| Problem |
Decide whether each statement agrees with the biography of Ibrahim Haki Karbunara below, answering yes or no and quoting the words of the biography that decide it: (a) he learned five languages in Istanbul; (b) he served as the Mufti of Berat; (c) in 1909 the Young Turks government detained him in Peqin.

| Document extract |
┏━━
Ibrahim Haki Karbunara (1879–1947) was an Albanian Islamic scholar of the Khalwati tariqa, the Mufti of Lushnjë, and a figure in the Albanian National Awakening. He supported Ismail Kemal’s Albanian Declaration of Independence, attended the Congress of Lushnjë, and assisted the June Revolution of 1924.

During World War II, he joined the National Liberation Movement, and he was appointed a deputy in Lushnjë after the war. He was among the first deputies to be convicted of treason by the People's Socialist Republic of Albania and sentenced to hang with his son, Hysen, who shot Josif Pashko.

==Biography==
Born in Karbunarë, near Lushnjë, Karbunarë was the son of Rushidi and Hamdija. They belonged to a branch of the powerful noble Alltuni family.

He went to madrasa in Berat. For higher education, Karbunara travelled to Istanbul, where he learned five languages: Arabic, Turkish, Persian, English, and French. He also came into contact during these years with activists of the Albanian National Awakening. After graduation, he returned to his khanqah (teqe) in Karbunarë, until 1909, when the Young Turks government detained him in Peqin for “disturbing the millets.”
┗━━
| Provided information |
┏━━
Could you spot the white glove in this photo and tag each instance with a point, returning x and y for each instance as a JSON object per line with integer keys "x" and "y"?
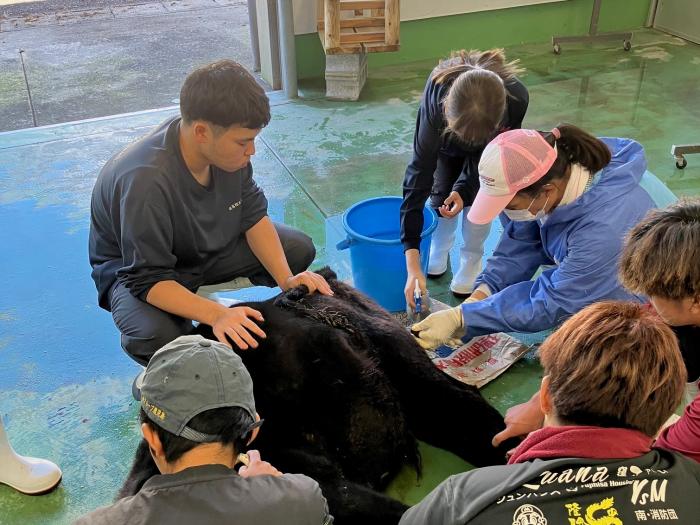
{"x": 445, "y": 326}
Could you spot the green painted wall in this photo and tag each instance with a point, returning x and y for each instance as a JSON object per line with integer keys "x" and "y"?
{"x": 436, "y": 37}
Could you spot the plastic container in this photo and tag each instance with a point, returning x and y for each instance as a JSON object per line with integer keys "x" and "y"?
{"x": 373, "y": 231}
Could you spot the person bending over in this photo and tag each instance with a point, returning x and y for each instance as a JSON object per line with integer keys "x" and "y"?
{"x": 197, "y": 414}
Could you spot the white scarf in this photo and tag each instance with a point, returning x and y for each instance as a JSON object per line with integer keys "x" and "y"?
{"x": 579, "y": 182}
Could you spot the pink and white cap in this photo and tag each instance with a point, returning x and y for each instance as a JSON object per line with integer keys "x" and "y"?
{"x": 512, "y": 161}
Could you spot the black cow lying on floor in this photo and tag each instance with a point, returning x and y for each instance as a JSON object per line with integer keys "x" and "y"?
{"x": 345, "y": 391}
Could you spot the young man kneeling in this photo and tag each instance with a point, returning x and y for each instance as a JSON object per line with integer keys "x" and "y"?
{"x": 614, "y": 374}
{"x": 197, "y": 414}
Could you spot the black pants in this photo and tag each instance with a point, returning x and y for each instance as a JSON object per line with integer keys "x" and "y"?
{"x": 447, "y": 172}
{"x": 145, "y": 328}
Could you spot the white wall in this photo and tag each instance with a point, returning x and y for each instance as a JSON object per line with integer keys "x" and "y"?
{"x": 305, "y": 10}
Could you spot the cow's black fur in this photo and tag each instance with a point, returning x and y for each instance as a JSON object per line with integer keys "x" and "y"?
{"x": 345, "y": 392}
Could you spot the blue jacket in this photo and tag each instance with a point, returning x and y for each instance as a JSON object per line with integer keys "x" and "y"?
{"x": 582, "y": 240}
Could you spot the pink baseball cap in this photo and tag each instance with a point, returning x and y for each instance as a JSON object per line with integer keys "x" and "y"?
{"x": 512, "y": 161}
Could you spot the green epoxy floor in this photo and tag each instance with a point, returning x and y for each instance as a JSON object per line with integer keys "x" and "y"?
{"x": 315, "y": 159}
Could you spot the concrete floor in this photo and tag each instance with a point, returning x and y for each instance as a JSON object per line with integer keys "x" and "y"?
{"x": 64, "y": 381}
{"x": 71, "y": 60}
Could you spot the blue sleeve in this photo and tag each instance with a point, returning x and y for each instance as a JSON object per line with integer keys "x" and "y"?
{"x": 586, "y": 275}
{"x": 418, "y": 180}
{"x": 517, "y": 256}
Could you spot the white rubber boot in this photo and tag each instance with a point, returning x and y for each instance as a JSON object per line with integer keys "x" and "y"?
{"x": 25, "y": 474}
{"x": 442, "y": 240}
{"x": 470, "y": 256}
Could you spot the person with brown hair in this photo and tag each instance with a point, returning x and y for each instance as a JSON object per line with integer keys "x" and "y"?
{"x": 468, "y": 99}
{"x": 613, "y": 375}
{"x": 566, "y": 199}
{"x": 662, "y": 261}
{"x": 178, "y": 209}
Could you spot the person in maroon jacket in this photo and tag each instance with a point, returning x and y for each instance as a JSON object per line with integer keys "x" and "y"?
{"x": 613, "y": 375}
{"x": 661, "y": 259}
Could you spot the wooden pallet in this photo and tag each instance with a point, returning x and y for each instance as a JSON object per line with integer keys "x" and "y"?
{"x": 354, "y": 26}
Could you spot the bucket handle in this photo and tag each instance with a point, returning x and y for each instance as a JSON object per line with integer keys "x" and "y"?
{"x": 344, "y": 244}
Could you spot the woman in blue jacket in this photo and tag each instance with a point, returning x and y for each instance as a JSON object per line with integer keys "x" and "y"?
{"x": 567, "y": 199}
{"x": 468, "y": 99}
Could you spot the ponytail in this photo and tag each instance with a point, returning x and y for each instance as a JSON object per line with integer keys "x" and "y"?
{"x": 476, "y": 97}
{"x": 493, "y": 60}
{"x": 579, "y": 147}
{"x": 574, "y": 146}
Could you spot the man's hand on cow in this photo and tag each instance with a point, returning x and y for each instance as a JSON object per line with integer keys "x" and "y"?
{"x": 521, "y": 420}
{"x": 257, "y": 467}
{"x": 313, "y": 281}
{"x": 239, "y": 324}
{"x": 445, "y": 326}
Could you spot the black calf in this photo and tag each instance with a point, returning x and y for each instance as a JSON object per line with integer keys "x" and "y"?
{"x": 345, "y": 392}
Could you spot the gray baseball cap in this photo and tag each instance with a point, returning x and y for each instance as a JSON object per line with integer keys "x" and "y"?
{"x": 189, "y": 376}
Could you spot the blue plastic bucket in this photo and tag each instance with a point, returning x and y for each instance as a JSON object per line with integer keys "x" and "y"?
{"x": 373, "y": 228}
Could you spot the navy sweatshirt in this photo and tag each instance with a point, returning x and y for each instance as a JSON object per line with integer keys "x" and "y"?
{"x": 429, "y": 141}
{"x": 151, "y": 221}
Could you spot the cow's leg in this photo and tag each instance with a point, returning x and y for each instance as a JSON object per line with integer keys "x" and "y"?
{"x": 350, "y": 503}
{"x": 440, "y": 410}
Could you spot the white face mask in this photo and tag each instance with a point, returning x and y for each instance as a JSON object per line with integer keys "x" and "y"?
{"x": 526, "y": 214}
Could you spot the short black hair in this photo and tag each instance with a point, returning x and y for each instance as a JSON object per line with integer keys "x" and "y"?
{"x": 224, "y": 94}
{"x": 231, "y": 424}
┗━━
┏━━
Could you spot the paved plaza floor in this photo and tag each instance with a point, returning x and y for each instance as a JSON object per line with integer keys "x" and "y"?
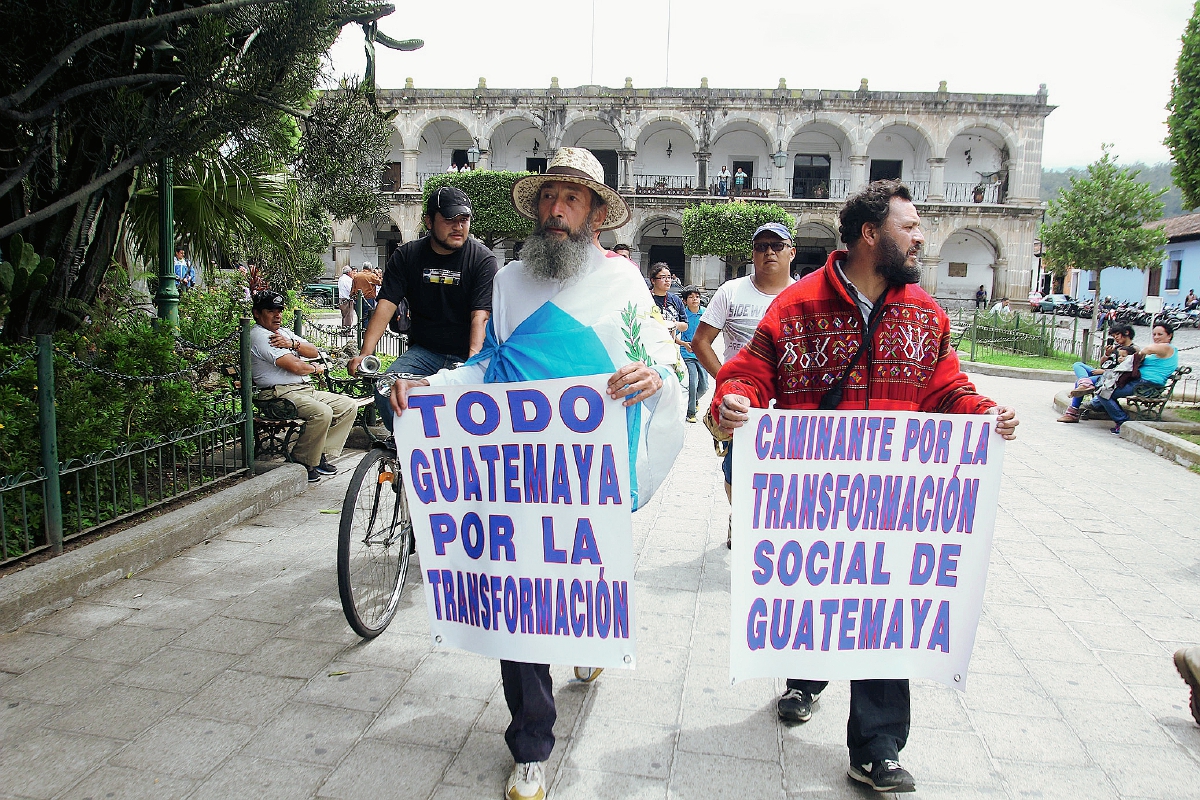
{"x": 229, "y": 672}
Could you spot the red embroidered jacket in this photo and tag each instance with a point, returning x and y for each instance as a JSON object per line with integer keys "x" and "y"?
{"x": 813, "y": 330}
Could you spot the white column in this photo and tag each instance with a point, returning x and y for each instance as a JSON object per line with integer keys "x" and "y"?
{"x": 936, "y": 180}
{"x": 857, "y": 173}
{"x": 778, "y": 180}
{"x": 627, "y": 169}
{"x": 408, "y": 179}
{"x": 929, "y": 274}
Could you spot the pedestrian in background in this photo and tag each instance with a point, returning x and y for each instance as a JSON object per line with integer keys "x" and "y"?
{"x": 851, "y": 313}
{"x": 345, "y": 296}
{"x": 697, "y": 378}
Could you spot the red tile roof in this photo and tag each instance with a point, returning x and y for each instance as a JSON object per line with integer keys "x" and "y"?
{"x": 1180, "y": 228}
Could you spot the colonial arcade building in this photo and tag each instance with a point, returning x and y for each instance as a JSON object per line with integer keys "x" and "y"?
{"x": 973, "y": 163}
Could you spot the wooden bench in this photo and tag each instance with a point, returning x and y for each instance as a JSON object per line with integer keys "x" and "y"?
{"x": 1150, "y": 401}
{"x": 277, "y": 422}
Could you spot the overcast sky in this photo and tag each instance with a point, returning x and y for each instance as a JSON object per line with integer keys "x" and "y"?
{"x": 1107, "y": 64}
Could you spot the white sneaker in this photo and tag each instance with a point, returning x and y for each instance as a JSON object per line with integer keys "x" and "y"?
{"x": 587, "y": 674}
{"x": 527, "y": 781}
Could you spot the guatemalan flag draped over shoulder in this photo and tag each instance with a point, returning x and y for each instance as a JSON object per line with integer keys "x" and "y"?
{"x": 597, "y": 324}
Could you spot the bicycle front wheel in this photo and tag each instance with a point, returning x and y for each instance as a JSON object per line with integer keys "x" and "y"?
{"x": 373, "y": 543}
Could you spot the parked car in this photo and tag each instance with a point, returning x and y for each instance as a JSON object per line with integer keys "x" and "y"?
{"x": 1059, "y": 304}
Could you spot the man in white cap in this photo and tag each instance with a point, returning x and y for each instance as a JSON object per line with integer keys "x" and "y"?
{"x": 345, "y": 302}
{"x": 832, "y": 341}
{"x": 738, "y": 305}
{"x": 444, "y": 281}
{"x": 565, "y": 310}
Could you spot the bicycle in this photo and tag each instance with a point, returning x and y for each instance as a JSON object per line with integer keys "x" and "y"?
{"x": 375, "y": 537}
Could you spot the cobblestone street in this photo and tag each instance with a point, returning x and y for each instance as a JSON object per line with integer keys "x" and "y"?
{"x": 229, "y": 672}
┗━━
| Task solution |
(a) Yes: "Karbunara travelled to Istanbul, where he learned five languages"
(b) No: "the Mufti of Lushnjë"
(c) Yes: "until 1909, when the Young Turks government detained him in Peqin"